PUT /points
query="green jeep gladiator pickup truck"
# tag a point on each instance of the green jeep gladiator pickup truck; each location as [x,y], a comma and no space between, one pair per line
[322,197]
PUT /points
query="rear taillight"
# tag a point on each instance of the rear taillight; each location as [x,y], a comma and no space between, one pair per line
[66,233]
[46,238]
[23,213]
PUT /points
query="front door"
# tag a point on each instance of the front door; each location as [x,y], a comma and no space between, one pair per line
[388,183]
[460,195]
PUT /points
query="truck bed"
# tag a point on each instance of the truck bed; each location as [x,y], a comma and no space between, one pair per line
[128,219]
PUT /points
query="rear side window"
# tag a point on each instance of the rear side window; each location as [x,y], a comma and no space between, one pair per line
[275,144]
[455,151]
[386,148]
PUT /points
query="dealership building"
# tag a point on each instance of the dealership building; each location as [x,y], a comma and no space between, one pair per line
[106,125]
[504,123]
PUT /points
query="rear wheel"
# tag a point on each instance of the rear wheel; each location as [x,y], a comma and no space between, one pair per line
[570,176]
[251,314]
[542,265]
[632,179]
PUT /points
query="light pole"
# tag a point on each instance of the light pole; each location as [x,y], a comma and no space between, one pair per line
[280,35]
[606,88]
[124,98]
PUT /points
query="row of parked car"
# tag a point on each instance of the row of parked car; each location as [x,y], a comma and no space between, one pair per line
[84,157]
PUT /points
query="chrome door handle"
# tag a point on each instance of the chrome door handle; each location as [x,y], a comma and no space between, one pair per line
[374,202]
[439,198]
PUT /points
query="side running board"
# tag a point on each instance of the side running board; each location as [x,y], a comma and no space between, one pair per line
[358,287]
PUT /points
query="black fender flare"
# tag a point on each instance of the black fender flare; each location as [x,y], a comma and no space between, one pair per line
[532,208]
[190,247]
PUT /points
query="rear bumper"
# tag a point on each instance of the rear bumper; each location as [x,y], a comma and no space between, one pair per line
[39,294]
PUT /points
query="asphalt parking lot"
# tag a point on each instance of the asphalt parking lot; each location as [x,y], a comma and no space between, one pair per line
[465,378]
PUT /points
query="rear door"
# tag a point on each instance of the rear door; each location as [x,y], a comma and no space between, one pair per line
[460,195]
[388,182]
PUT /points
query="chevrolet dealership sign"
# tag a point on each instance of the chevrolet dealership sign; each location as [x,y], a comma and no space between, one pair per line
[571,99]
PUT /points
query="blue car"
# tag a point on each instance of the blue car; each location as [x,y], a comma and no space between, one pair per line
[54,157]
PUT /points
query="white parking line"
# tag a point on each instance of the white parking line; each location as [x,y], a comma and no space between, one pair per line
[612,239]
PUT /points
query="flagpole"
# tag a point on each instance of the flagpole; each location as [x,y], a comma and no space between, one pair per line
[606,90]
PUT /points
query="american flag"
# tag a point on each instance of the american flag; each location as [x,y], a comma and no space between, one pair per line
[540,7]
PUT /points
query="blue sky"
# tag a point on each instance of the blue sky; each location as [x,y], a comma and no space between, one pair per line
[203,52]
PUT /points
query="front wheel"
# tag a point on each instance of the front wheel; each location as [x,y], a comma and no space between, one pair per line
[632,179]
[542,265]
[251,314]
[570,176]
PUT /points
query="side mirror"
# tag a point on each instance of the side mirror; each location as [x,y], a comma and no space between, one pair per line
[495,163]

::::

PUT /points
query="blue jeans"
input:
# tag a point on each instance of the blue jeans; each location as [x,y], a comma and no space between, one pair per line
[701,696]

::::

Given request
Can you show every line of the data that contains the word "wheel", copying each one in full?

Exercise result
query="rear wheel"
# tag a point on each instance of the rear wheel; each location as [x,y], a comma and no space between, one pair per line
query="front wheel"
# tag a point on each instance of the front wheel; each location as [x,y], a comma and no space between, one pair per line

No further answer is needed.